> _Given text_:
Pular para conteúdo

Multi-API Integration - Complete Transparency System

Author: Anderson Henrique da Silva Location: Minas Gerais, Brasil Date: 2025-10-16 Version: 1.0.0


📋 Overview

Implementation of a complete multi-source transparency data system for Brazilian government data, with intelligent routing, automatic fallback, and data aggregation from 15+ APIs.

🎯 What Was Implemented

Phase 1: TransparencyOrchestrator

File: src/services/transparency_orchestrator.py Commit: 8ae5c0d

Central orchestration system managing all Brazilian transparency APIs with:

  • 4 Query Strategies:
  • FALLBACK: Try sources in priority order
  • AGGREGATE: Combine results from all sources
  • FASTEST: Return first successful response
  • PARALLEL: Execute all concurrently

  • Smart Routing:

  • Auto-detects best sources based on query parameters
  • State-aware routing (TCE priority for state queries)
  • Federal fallback for all queries

  • Data Quality:

  • Automatic deduplication by ID or content hash
  • Success/error tracking per source
  • Performance metrics and statistics

Phase 2: DataService Integration

File: src/services/data_service.py Commit: a8a6c22

Added convenience methods for multi-source access:

# Method 1: Full control
await data_service.get_contracts_multi_source(
    filters={"ano": 2024, "estado": "MG"},
    strategy=QueryStrategy.AGGREGATE,
    sources=[DataSource.PORTAL_FEDERAL, DataSource.PNCP]
)

# Method 2: State-specific (auto-routing)
await data_service.get_state_contracts("MG", include_federal=True)

# Method 3: Fastest response
await data_service.search_contracts_fastest({"ano": 2024})

# Method 4: Get performance stats
stats = data_service.get_orchestrator_stats()

🗺️ Available Data Sources

Federal Level (8 APIs)

> _Challenge 1_:
Please copy the multi-API integration text between "File: src/services/transparency_orchestrator.py Commit: 8ae5c0d" and "for state queries)", inclusive, replacing "orchestration" with "coordination".

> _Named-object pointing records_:
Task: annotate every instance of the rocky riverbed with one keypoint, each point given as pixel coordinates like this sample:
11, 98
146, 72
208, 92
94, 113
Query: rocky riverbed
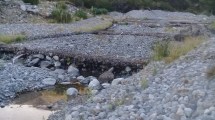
101, 59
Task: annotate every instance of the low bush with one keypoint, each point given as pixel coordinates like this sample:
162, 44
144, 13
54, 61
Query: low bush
60, 14
7, 39
98, 11
33, 2
81, 14
212, 26
211, 71
172, 50
161, 50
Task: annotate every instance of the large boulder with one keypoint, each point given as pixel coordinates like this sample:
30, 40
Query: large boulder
73, 92
49, 81
94, 84
107, 76
73, 71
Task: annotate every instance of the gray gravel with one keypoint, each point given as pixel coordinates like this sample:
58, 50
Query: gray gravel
179, 91
167, 16
124, 49
46, 29
15, 78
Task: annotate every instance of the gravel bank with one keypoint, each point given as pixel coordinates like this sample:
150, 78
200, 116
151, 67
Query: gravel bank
16, 78
180, 91
40, 30
107, 48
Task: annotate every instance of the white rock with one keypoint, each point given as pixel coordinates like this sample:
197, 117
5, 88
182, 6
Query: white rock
80, 78
49, 81
57, 64
188, 111
56, 58
127, 69
117, 81
180, 111
106, 85
72, 92
94, 84
23, 7
73, 70
17, 58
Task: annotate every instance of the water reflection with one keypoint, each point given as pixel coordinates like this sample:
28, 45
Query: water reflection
23, 112
38, 105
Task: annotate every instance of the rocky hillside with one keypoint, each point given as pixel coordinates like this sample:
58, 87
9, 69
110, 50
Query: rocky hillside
112, 56
178, 91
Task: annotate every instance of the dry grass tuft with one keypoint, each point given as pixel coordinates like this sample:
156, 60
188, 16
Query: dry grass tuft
172, 50
7, 39
211, 72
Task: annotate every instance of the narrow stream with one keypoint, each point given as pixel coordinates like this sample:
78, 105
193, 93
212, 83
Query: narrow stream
37, 105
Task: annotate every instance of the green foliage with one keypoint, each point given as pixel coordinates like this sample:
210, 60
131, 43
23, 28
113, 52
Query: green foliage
99, 11
33, 2
172, 50
212, 26
211, 71
81, 14
61, 5
144, 83
161, 50
60, 14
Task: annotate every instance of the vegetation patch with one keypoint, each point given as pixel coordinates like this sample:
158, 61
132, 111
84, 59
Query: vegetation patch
211, 72
88, 28
61, 14
33, 2
7, 39
144, 83
98, 11
80, 14
172, 50
212, 26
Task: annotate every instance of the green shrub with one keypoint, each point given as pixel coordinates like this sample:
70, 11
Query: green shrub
99, 11
61, 5
212, 26
80, 14
33, 2
144, 83
161, 50
61, 14
172, 50
7, 39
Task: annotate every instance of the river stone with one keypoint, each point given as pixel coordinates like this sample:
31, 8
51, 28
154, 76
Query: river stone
72, 92
49, 81
34, 62
94, 84
188, 111
56, 58
83, 80
127, 69
107, 76
106, 85
57, 64
48, 58
117, 81
17, 58
39, 56
73, 71
45, 64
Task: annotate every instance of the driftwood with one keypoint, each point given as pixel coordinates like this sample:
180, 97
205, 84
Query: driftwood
112, 60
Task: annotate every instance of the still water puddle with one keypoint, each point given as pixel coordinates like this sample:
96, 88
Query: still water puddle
37, 105
23, 112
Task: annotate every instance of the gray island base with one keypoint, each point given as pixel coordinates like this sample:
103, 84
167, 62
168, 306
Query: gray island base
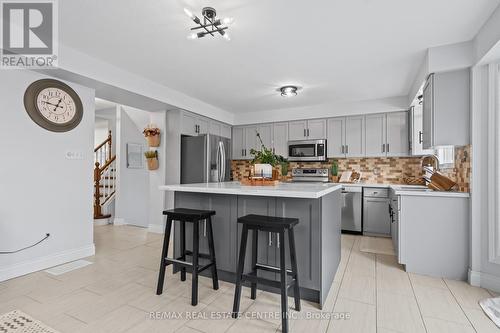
317, 235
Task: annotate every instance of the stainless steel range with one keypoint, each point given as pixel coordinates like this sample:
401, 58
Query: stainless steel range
318, 175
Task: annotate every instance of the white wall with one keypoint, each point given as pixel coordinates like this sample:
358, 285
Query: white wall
100, 131
323, 110
40, 190
132, 198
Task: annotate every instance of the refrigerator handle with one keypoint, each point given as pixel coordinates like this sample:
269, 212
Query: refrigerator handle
218, 162
223, 161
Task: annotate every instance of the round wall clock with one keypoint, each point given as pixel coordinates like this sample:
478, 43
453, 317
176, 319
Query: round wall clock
53, 105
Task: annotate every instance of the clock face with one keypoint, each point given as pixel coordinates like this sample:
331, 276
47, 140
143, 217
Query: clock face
53, 105
56, 105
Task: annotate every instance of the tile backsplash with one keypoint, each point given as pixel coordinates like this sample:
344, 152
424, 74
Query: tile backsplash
380, 170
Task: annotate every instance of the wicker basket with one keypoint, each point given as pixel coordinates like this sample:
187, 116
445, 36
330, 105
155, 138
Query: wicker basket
153, 140
153, 163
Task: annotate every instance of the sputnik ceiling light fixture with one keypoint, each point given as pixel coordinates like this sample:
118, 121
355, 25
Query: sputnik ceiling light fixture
210, 25
288, 91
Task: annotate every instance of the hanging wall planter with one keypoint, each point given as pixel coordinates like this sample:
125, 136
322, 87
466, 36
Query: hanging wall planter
152, 159
152, 134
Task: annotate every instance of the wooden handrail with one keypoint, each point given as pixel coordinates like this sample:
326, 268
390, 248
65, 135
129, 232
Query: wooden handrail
98, 173
108, 140
107, 164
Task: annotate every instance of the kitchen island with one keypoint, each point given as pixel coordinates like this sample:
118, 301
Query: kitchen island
317, 236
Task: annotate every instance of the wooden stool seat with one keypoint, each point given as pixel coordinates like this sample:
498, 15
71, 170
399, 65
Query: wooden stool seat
278, 225
194, 216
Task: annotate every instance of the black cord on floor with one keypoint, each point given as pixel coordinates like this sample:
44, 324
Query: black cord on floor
27, 247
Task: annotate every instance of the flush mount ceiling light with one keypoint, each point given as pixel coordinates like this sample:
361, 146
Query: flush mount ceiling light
288, 91
210, 25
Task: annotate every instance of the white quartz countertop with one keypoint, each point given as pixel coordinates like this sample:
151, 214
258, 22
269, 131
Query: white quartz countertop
412, 190
289, 190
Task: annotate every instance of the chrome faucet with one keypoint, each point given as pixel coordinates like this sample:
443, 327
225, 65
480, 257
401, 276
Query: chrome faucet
431, 160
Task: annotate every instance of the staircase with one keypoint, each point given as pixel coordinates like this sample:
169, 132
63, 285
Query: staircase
104, 177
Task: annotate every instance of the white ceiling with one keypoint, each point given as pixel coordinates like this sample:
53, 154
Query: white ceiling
337, 50
102, 104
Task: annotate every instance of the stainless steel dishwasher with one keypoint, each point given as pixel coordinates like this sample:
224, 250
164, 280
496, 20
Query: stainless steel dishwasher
376, 218
351, 209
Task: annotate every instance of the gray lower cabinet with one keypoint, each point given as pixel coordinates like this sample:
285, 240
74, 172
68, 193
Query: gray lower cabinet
266, 253
307, 238
222, 224
317, 236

> _Challenge 2_:
State how many lines of the rows contain the string "backsplash", with case counting, and give only the number.

> _Exercise answer 1_:
File: src/services/transparency_orchestrator.py Commit: 8ae5c0d

Central coordination system managing all Brazilian transparency APIs with:

  • 4 Query Strategies:
  • FALLBACK: Try sources in priority order
  • AGGREGATE: Combine results from all sources
  • FASTEST: Return first successful response
  • PARALLEL: Execute all concurrently

  • Smart Routing:

  • Auto-detects best sources based on query parameters
  • State-aware routing (TCE priority for state queries)

> _Exercise answer 2_:
2